■ **DATASET**
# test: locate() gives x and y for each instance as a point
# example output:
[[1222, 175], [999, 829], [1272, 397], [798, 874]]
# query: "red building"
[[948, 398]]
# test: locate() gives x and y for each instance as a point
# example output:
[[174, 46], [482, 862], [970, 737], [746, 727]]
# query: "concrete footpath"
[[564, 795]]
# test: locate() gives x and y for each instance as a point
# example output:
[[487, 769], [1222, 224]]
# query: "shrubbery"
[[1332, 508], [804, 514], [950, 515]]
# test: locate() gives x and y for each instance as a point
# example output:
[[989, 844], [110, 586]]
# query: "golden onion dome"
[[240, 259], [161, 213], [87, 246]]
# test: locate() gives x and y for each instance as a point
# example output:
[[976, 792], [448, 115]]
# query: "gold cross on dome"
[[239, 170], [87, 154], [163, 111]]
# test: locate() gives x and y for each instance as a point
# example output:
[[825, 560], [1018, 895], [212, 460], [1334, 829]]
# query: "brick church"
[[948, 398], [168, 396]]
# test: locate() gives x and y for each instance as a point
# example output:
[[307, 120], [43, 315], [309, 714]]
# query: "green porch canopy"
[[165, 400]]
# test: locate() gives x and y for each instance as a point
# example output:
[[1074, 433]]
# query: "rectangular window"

■ **STATED EXERCISE**
Format every line of the entries above as a numbered list, and leave out any blank lines.

■ **WRITTEN ANSWER**
1. # test: locate() gives x and y for each instance as a point
2. # example output:
3. [[1222, 175], [999, 829], [1272, 397], [798, 874]]
4. # query: "red building"
5. [[948, 398]]
6. # test: locate() gives x and y for each instance as a point
7. # example output:
8. [[174, 46], [482, 862], [970, 737], [746, 727]]
9. # query: "concrete footpath"
10. [[564, 795]]
11. # test: locate() gives x and y for each instance as a point
12. # example output:
13. [[487, 769], [1222, 224]]
14. # query: "shrubbery"
15. [[1332, 508], [804, 514], [950, 515]]
16. # test: locate() gives x and y for each instance as a point
17. # example output:
18. [[989, 844], [110, 586]]
19. # query: "golden onion dome"
20. [[240, 259], [161, 213], [87, 246]]
21. # test: locate() gives x and y for each instance as a point
22. # example output:
23. [[976, 792], [448, 115]]
24. # query: "gold cross on dome"
25. [[239, 170], [87, 154], [163, 111]]
26. # test: locate() gives x and y for each instance as a point
27. # example output:
28. [[825, 560], [1018, 895], [212, 460], [1334, 829]]
29. # query: "brick church"
30. [[948, 398], [168, 396]]
31. # test: locate() gives x and y for each instance as a point
32. # example output:
33. [[307, 120], [43, 315], [309, 714]]
34. # query: "green porch canopy"
35. [[165, 400]]
36. # test: locate() gives x and y for each instance as a point
37. # example output:
38. [[1074, 433]]
39. # query: "rectangular window"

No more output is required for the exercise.